Exercise aim:
From the line that contains "Reviewer note: check that each instance of the cloud layer" to the last line of the entries, write each line out exactly; include both ends and nothing else.

Task input Block Start

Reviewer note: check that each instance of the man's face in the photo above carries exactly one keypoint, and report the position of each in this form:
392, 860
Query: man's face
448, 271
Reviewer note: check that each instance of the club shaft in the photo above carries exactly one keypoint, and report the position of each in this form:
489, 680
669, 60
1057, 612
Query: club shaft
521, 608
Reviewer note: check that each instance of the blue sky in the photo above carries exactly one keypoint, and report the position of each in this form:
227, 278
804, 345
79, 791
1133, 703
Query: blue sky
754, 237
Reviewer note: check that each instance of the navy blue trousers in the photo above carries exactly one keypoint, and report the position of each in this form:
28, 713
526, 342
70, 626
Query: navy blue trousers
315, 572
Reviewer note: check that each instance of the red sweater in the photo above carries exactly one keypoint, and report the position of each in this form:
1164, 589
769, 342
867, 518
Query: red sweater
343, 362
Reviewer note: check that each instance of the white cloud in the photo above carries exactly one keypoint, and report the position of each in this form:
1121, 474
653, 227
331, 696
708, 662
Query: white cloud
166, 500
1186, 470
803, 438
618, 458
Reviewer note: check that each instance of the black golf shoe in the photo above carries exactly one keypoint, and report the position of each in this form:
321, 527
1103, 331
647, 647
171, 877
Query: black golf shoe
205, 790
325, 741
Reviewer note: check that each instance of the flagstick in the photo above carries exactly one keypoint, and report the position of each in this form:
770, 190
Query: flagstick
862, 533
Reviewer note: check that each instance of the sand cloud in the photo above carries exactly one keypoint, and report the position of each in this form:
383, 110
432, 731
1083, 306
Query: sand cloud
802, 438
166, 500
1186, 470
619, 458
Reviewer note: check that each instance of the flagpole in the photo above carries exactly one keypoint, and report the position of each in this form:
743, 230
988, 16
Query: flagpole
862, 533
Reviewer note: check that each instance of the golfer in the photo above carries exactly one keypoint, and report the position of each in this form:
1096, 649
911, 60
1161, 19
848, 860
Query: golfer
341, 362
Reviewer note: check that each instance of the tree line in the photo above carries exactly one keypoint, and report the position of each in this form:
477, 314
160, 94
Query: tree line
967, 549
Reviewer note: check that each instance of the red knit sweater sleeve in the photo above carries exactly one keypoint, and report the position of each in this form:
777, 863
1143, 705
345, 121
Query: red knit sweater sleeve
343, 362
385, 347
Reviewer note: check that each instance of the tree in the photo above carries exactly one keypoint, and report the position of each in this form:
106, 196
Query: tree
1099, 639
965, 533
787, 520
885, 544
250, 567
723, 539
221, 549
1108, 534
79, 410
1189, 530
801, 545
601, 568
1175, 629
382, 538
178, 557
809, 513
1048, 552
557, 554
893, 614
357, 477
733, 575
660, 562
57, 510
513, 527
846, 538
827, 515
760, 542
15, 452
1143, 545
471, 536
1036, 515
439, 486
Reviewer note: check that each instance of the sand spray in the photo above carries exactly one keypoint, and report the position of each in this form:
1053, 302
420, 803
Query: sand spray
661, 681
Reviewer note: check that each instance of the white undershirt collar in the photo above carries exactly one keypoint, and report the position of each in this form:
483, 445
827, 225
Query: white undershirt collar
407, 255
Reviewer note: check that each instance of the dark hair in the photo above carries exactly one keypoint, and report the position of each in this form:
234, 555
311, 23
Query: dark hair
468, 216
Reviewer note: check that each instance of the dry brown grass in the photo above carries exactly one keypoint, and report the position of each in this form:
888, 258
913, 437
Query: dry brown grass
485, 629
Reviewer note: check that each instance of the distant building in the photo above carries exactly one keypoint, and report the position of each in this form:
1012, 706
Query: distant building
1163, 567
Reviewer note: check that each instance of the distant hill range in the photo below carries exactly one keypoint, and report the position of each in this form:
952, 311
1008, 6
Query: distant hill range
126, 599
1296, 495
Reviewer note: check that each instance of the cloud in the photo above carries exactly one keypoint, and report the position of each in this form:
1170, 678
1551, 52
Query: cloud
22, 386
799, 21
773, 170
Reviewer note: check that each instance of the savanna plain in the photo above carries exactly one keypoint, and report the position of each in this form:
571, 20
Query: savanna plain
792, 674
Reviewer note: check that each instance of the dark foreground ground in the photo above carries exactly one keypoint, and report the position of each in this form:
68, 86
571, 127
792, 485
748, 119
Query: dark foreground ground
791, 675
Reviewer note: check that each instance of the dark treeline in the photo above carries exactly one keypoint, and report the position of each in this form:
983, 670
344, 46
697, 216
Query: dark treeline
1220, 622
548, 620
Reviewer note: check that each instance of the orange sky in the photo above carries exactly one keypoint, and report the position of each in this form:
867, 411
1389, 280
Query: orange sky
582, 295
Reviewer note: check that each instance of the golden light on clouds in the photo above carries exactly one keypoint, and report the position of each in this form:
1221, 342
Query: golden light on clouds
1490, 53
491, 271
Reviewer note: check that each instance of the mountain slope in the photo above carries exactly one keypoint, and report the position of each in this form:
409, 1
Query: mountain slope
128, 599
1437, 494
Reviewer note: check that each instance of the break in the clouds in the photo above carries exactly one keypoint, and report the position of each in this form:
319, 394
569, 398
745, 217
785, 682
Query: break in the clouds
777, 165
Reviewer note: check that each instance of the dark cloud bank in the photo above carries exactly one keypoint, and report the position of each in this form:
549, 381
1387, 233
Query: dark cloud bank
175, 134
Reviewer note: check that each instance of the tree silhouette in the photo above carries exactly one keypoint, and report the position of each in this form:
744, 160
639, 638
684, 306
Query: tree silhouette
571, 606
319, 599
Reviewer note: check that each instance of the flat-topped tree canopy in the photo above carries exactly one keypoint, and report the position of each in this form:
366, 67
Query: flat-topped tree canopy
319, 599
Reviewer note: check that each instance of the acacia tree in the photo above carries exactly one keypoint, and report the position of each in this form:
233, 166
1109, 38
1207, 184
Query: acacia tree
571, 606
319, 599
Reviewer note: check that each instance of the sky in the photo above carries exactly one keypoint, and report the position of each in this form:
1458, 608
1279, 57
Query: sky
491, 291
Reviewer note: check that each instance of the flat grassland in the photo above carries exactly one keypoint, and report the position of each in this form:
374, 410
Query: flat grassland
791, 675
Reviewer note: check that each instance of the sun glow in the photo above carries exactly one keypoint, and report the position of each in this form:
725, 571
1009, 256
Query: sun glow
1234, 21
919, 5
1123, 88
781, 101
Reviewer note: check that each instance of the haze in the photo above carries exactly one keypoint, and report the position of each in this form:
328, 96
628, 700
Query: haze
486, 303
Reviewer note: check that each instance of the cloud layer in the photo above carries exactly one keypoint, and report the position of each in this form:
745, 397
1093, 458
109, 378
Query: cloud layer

Task input Block End

Written solution:
Reviewer note: check that each instance of the cloud layer in the photo above carries exactly one keypoint, and report the position of each in this form:
745, 397
1093, 458
109, 378
Query: cloud layer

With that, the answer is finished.